▶ [TASK INSTRUCTIONS]:
In the forum thread, copy out the part that opens with the words containing "one time i sneezed" and closes with "Pearlette (Apr 17, 2007)", switching "sneezed" to "coughed".

▶ [TEXT SEGMENT]:
I had a ... problem called Trichotillomania, its where you pull your hair out.. I don't do it anymore. but my eyebrows were my victims. I had awwfuullll looking eyebrows. :crys:  im glad im past that point in my life now.


----------



## Raerae (Apr 9, 2007)

hahaha...

So yesterday I was getting ready with my Mom for easter and she was like, "Overplucked again huh?"

ROFL  I almost died...  I was like no... I just forgot to fill them in LOL...


----------



## MxAxC-_ATTACK (Apr 9, 2007)

Quote:

   Originally Posted by *Raerae* 

 
_hahaha...

So yesterday I was getting ready with my Mom for easter and she was like, "Overplucked again huh?"

ROFL  I almost died...  I was like no... I just forgot to fill them in LOL..._

 
my mom does that too.. with tons of stuff ...

" I see you have your drag queen eyes on today"

my mom isn't into .. eye makeup at all

My usual comeback is 

"I see your sporting muffin top today" 

haha its getting old but it still makes me laugh


----------



## Raerae (Apr 9, 2007)

lol drag queen eyes...


----------



## MsButterfli (Apr 16, 2007)

i rememeber trying to trim my eyebrows with those "eyebrow razors" i was yappin on my phone and from the arch down was gone...i was heated cuz it was summertime and i used to draw the line down, but when i went to wipe my forehead i had to keep drawin the rest of my eyebrow on lol


----------



## stefania905 (Apr 17, 2007)

one time i sneezed when i was curling my eyelashes...

yea two hairs gone...



Indian Barbie, good luck & ur gorgeous anyway


----------



## Pearlette (Apr 17, 2007)

eyebrows are easy.. what about lashes !?
 my sister was trying to curl her eyelashes with a curler and her lashes got stuck ..she lost ALL of her upper lashes on the left eye 
	

	
	
		
		

		
		
	


	




but castor oil can make them grow faster.. i apply castor oil to my brows and they're really growing !


----------



## blueyedlady87 (Apr 17, 2007)

I don't know if it's been suggested by Rogain worked like a dream on my cousin's eyebrows. Just make sure ya don't get it in your eyes!


----------

▶ [RECORD EXTRACTS]:
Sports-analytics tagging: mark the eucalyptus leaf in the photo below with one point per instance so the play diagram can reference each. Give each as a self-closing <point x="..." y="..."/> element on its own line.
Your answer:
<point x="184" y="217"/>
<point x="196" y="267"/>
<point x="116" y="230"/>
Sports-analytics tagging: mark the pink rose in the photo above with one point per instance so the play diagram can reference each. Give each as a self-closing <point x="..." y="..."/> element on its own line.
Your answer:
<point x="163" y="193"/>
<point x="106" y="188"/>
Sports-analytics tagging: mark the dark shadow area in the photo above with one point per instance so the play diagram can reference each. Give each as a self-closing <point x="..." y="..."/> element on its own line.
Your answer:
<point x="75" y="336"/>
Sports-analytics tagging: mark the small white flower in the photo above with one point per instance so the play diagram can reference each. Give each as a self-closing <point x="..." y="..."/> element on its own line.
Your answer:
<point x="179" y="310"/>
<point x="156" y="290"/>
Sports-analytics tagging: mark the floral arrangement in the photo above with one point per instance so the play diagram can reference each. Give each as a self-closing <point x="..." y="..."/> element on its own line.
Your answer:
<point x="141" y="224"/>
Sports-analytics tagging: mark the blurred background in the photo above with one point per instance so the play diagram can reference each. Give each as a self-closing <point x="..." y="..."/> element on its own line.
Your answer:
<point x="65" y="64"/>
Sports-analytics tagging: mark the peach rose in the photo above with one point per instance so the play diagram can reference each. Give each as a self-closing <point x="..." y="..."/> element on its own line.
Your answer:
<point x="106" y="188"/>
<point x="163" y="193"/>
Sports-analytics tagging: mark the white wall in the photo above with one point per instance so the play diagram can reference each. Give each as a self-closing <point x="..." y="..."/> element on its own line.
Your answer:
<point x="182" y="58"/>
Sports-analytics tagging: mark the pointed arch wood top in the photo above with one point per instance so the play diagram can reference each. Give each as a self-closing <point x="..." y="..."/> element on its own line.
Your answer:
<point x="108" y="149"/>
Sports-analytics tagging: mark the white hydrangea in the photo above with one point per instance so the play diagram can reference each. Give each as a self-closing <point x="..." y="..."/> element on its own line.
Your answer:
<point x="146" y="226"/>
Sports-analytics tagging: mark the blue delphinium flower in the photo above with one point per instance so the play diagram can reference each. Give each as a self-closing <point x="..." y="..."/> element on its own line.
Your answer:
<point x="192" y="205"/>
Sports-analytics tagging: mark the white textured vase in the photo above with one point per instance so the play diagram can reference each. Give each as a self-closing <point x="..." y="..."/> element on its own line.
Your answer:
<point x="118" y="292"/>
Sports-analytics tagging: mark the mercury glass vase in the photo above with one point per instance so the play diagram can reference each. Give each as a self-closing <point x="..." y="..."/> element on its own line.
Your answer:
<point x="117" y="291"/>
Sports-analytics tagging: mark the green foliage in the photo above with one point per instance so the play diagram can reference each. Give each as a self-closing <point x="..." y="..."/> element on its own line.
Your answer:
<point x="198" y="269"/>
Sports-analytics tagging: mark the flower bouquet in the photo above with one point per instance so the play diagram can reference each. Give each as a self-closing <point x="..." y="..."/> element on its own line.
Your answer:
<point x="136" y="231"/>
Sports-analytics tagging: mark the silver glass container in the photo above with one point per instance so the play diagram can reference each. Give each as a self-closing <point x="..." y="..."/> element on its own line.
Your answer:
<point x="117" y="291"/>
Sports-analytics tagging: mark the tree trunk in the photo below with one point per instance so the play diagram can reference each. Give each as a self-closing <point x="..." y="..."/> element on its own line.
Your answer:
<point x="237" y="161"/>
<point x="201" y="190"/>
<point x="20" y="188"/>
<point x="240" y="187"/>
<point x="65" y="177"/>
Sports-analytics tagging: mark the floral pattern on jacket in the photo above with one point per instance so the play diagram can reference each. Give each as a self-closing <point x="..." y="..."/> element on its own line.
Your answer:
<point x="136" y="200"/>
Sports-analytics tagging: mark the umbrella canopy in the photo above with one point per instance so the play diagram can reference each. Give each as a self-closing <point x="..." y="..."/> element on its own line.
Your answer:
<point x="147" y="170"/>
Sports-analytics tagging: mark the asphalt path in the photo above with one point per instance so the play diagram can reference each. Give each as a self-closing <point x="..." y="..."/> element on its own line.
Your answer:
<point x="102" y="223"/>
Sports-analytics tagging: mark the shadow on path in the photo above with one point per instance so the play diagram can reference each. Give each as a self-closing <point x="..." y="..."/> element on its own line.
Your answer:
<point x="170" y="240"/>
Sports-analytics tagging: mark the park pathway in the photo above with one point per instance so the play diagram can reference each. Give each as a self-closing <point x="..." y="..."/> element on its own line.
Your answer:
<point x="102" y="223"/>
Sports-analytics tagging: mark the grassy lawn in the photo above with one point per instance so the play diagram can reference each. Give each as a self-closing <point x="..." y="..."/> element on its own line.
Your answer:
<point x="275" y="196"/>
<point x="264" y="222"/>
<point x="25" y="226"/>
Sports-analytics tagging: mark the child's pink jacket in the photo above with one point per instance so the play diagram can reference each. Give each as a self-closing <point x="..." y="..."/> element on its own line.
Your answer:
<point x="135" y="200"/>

▶ [TASK RESPONSE]:
one time i coughed when i was curling my eyelashes...

yea two hairs gone...



Indian Barbie, good luck & ur gorgeous anyway


----------



## Pearlette (Apr 17, 2007)